### PROBLEM DETAILS
Convert every line of the records below into a Markdown table with two columns, Row and Line. Put each line's number in Row and its text in Line, and leave out blank lines.

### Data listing

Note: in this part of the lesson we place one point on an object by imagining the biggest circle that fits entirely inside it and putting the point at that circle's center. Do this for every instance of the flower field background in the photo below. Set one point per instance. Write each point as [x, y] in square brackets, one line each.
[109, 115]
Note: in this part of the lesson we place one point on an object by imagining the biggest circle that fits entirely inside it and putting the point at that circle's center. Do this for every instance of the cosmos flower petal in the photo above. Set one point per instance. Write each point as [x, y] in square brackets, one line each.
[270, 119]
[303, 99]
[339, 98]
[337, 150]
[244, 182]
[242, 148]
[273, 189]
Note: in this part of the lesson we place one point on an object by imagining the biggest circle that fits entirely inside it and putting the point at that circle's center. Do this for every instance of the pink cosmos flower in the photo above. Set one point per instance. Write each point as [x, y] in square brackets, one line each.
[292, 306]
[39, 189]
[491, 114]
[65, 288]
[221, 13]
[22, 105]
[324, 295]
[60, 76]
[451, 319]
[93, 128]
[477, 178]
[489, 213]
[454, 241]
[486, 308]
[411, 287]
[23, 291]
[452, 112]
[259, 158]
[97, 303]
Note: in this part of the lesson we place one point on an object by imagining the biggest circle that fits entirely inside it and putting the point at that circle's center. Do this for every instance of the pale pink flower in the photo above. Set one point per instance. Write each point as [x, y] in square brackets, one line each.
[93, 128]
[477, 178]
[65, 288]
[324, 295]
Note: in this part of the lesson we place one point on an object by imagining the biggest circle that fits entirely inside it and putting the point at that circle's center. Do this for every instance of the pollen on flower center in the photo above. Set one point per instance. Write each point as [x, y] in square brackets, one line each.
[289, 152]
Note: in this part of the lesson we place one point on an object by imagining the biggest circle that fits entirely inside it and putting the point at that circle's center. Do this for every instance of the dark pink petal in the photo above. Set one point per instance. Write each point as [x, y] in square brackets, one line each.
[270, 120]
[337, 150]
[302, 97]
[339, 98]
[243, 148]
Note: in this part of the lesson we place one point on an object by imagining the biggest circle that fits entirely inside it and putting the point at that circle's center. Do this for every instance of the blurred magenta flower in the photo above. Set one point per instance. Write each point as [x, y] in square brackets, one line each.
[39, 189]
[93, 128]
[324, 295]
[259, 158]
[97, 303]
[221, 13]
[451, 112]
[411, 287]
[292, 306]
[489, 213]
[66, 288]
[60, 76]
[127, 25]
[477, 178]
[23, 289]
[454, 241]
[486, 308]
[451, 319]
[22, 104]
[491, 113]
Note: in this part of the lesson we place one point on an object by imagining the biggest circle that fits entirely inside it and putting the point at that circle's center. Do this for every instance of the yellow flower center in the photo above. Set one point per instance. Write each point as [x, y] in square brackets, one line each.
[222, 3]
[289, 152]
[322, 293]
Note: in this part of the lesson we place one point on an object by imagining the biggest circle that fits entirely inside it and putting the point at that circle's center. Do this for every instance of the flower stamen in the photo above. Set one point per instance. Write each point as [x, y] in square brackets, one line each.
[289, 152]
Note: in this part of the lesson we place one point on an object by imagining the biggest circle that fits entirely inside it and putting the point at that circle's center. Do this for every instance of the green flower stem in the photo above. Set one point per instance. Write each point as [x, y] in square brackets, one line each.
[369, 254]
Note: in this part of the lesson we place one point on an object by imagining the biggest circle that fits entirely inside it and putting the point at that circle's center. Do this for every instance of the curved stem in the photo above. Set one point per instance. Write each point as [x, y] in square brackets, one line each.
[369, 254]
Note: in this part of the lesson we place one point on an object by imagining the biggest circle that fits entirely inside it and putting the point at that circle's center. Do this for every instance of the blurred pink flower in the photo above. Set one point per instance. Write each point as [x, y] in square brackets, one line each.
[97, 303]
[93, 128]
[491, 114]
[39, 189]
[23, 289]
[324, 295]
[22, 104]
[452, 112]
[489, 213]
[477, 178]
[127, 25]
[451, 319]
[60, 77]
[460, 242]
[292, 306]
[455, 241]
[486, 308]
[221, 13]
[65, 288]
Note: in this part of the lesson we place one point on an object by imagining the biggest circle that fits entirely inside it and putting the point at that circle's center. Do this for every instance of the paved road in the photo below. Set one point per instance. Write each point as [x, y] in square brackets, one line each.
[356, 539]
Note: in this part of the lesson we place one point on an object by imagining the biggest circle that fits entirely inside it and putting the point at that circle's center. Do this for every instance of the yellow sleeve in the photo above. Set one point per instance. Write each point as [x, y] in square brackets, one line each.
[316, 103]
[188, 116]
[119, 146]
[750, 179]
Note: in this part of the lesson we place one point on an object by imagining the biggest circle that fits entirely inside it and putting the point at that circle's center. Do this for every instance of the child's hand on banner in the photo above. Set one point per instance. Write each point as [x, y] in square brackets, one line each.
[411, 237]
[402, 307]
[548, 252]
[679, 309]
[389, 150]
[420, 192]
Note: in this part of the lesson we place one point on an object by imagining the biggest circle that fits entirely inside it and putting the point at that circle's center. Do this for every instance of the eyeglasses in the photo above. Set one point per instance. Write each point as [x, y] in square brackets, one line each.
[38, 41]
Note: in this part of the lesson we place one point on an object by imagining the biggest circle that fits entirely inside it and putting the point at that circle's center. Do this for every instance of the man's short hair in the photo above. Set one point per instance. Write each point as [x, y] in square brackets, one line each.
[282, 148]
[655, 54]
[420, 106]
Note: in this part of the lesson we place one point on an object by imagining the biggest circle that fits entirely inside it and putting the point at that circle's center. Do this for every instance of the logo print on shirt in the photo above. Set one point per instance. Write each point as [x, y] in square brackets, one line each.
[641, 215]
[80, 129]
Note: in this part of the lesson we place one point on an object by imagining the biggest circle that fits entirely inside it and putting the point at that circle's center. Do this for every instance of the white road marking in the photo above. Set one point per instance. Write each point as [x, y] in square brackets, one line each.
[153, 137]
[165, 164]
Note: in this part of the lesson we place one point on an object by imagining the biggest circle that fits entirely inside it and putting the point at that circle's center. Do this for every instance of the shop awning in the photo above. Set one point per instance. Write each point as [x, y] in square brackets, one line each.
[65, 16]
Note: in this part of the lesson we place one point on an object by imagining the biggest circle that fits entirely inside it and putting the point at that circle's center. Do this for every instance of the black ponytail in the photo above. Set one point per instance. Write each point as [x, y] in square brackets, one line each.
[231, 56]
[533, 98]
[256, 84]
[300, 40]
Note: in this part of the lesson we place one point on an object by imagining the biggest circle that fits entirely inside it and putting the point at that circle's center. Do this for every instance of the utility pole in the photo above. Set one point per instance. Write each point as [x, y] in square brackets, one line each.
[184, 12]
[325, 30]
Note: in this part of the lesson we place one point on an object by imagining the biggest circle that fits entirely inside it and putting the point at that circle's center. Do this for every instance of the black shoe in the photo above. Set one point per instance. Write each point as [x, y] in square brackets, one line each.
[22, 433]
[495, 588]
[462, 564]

### SOLUTION TO THIS PROBLEM
| Row | Line |
|---|---|
| 1 | Note: in this part of the lesson we place one point on an object by imagining the biggest circle that fits entirely inside it and putting the point at that circle's center. Do this for every instance of the flower field background in the photo below. Set one point per instance. Write each point as [x, y] in square brackets, one line each. |
| 2 | [109, 115] |
| 3 | Note: in this part of the lesson we place one point on an object by imagining the biggest circle that fits entirely inside it and putting the point at that circle's center. Do this for every instance of the cosmos flower petal in the photo above. Set one point per instance. Write each point as [x, y] in square brackets, one line each. |
| 4 | [270, 119] |
| 5 | [303, 99] |
| 6 | [339, 98] |
| 7 | [337, 150] |
| 8 | [244, 182] |
| 9 | [242, 148] |
| 10 | [273, 189] |
| 11 | Note: in this part of the lesson we place one point on an object by imagining the biggest circle that fits entirely inside it and putting the point at that circle's center. Do this for every instance of the pink cosmos flower in the photo above. Set one point per instance. Write each point as [x, y] in square brackets, one line each. |
| 12 | [292, 306] |
| 13 | [39, 189] |
| 14 | [491, 114] |
| 15 | [65, 288] |
| 16 | [221, 13] |
| 17 | [22, 105] |
| 18 | [324, 295] |
| 19 | [60, 76] |
| 20 | [451, 319] |
| 21 | [93, 128] |
| 22 | [477, 178] |
| 23 | [489, 213] |
| 24 | [454, 241] |
| 25 | [486, 308] |
| 26 | [411, 287] |
| 27 | [23, 291] |
| 28 | [452, 112] |
| 29 | [259, 158] |
| 30 | [97, 303] |
| 31 | Note: in this part of the lesson we place one point on an object by imagining the biggest circle that fits entirely inside it and putting the point at that circle's center. Do this for every instance of the pale pink flower in the photo above. Set one point per instance. Write each point as [x, y] in square brackets, one line each. |
| 32 | [93, 128] |
| 33 | [477, 178] |
| 34 | [65, 288] |
| 35 | [324, 295] |
| 36 | Note: in this part of the lesson we place one point on an object by imagining the biggest circle that fits entirely inside it and putting the point at that circle's center. Do this for every instance of the pollen on flower center in the photo above. Set one point per instance. Write each point as [x, y] in square brackets, one line each. |
| 37 | [289, 152] |
| 38 | Note: in this part of the lesson we place one point on an object by imagining the biggest circle that fits entirely inside it and putting the point at that circle's center. Do this for every instance of the dark pink petal in the photo above. Set one point per instance. Write each point as [x, y] in square brackets, one line each. |
| 39 | [270, 120] |
| 40 | [337, 150] |
| 41 | [302, 97] |
| 42 | [339, 98] |
| 43 | [243, 148] |
| 44 | Note: in this part of the lesson we place one point on an object by imagining the biggest circle that fits entirely inside it and putting the point at that circle's center. Do this for every instance of the blurred magenta flower in the photo above. Set one point per instance. Write each point as [x, y] in square brackets, one line each. |
| 45 | [39, 189] |
| 46 | [93, 128] |
| 47 | [324, 295] |
| 48 | [259, 158] |
| 49 | [97, 303] |
| 50 | [221, 13] |
| 51 | [451, 112] |
| 52 | [411, 287] |
| 53 | [292, 306] |
| 54 | [489, 213] |
| 55 | [66, 288] |
| 56 | [60, 76] |
| 57 | [127, 25] |
| 58 | [477, 178] |
| 59 | [23, 289] |
| 60 | [454, 241] |
| 61 | [486, 308] |
| 62 | [451, 319] |
| 63 | [22, 104] |
| 64 | [491, 113] |
| 65 | Note: in this part of the lesson we place one point on an object by imagining the biggest circle that fits entirely inside it and putting the point at that circle's center. Do this for every instance of the yellow flower center in the photo above. Set one point per instance. Write each point as [x, y] in square brackets, one line each. |
| 66 | [222, 3] |
| 67 | [289, 152] |
| 68 | [322, 293] |
| 69 | Note: in this part of the lesson we place one point on an object by imagining the biggest circle that fits entirely inside it and putting the point at that circle's center. Do this for every instance of the flower stamen in the photo above. Set one point per instance. Write each point as [x, y] in square brackets, one line each. |
| 70 | [289, 152] |
| 71 | Note: in this part of the lesson we place one point on an object by imagining the biggest circle that fits entirely inside it and putting the point at that circle's center. Do this for every instance of the green flower stem in the photo above. Set one point per instance. Write each point as [x, y] in square brackets, one line each. |
| 72 | [369, 254] |
| 73 | Note: in this part of the lesson we place one point on an object by imagining the biggest circle that fits entirely inside it and putting the point at that circle's center. Do this for every instance of the curved stem in the photo above. Set one point per instance. Write each point as [x, y] in square brackets, one line each. |
| 74 | [369, 254] |
| 75 | Note: in this part of the lesson we place one point on an object by imagining the biggest circle that fits entirely inside it and putting the point at that circle's center. Do this for every instance of the blurred pink flower in the photo above. Set one point per instance. Write each point as [x, y] in square brackets, one line each. |
| 76 | [97, 303] |
| 77 | [93, 128] |
| 78 | [491, 114] |
| 79 | [39, 189] |
| 80 | [23, 289] |
| 81 | [324, 295] |
| 82 | [22, 104] |
| 83 | [452, 112] |
| 84 | [489, 213] |
| 85 | [477, 178] |
| 86 | [127, 25] |
| 87 | [451, 319] |
| 88 | [60, 77] |
| 89 | [460, 242] |
| 90 | [292, 306] |
| 91 | [455, 241] |
| 92 | [486, 308] |
| 93 | [221, 13] |
| 94 | [65, 288] |
| 95 | Note: in this part of the lesson we place one point on an object by imagining the biggest circle that fits entirely inside it and putting the point at that circle's center. Do this for every instance of the paved road in the photo below. Set one point per instance. Write each point as [x, y] in square brackets, one line each. |
| 96 | [356, 539] |
| 97 | Note: in this part of the lesson we place one point on an object by imagining the biggest circle that fits entirely inside it and putting the point at that circle's center. Do this for every instance of the yellow sleeve in the photo above. Set one point per instance. Write each point as [x, y] in square brackets, one line each. |
| 98 | [316, 103] |
| 99 | [188, 116] |
| 100 | [119, 146] |
| 101 | [750, 179] |
| 102 | Note: in this part of the lesson we place one point on an object by imagining the biggest circle that fits entirely inside it and putting the point at that circle's center. Do this for every instance of the child's hand on banner in the photo above. Set one point per instance. Write each point as [x, y] in square brackets, one line each. |
| 103 | [411, 237] |
| 104 | [402, 307] |
| 105 | [548, 252] |
| 106 | [679, 309] |
| 107 | [389, 150] |
| 108 | [420, 192] |
| 109 | Note: in this part of the lesson we place one point on an object by imagining the biggest circle that fits entirely inside it and putting the point at that circle's center. Do this for every instance of the eyeglasses in the photo above. Set one point per instance. Write each point as [x, y] in square brackets, one line each. |
| 110 | [38, 41] |
| 111 | Note: in this part of the lesson we place one point on an object by imagining the biggest circle that fits entirely inside it and putting the point at that circle's center. Do this for every instance of the man's short hair in the photo above. Set one point per instance. Write each point as [x, y] in square brackets, one line each. |
| 112 | [282, 148] |
| 113 | [655, 54] |
| 114 | [420, 106] |
| 115 | Note: in this part of the lesson we place one point on an object by imagining the biggest circle that fits entirely inside it and putting the point at that circle's center. Do this for every instance of the logo print on shirt in the photo above. Set one point per instance. Write each point as [x, y] in square brackets, one line each. |
| 116 | [641, 215] |
| 117 | [80, 129] |
| 118 | Note: in this part of the lesson we place one point on an object by imagining the biggest circle that fits entirely inside it and putting the point at that circle's center. Do this for every instance of the white road marking in the photo above. Set one point per instance. Write each point as [x, y] in square brackets, one line each. |
| 119 | [153, 137] |
| 120 | [165, 164] |
| 121 | Note: in this part of the lesson we place one point on an object by imagining the biggest circle that fits entirely inside it and putting the point at that circle's center. Do this for every instance of the shop awning in the photo above. Set one point per instance. Write each point as [x, y] in square brackets, one line each. |
| 122 | [65, 16] |
| 123 | Note: in this part of the lesson we place one point on an object by imagining the biggest circle that fits entirely inside it and putting the point at that circle's center. Do this for every instance of the black ponytail in the photo above. Set one point per instance. Write each point as [x, y] in square brackets, one line each. |
| 124 | [231, 56] |
| 125 | [533, 98] |
| 126 | [256, 84] |
| 127 | [300, 40] |
| 128 | Note: in this part of the lesson we place one point on an object by imagining the biggest circle that fits entirely inside it and putting the point at that circle's center. Do this for every instance of the utility pole in the photo above. Set one point per instance. Write each point as [x, y] in square brackets, one line each. |
| 129 | [184, 12] |
| 130 | [325, 30] |
| 131 | Note: in this part of the lesson we place one point on an object by imagining the biggest circle that fits entirely inside it and putting the point at that circle's center. Do this for every instance of the black shoe in the photo above. Set one point per instance. Write each point as [x, y] in square brackets, one line each. |
| 132 | [22, 433] |
| 133 | [495, 588] |
| 134 | [462, 564] |